What you give must be exactly the lines of the material from the first through the line that contains "Target: pile of grain", inclusive, and no others.

▼▼▼

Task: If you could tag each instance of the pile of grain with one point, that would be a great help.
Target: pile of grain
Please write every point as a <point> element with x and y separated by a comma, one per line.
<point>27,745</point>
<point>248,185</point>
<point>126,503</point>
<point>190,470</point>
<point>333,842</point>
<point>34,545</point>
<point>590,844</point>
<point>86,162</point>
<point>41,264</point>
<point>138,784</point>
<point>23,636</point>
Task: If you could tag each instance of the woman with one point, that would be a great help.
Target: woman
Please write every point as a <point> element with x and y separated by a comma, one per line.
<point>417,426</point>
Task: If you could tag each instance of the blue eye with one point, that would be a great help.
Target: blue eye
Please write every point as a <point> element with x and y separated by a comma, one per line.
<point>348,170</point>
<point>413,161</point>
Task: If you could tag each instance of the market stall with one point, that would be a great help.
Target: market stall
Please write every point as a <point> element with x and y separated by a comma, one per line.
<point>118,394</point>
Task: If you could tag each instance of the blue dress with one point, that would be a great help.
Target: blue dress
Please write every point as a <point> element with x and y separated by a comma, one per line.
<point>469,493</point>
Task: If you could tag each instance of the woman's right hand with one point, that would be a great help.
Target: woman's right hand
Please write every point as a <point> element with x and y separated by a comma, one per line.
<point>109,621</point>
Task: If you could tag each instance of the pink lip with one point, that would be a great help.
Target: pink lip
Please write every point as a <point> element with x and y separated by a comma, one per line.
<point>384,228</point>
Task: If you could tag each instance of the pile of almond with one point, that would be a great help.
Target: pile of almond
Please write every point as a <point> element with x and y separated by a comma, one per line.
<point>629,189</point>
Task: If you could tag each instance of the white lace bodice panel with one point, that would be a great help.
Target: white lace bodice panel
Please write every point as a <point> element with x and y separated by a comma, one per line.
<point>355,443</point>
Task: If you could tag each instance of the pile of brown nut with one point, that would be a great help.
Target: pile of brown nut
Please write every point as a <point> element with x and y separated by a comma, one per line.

▲▲▲

[Task result]
Task: If you could tag each instance of the pile of grain with one point, that would be a great help.
Target: pile of grain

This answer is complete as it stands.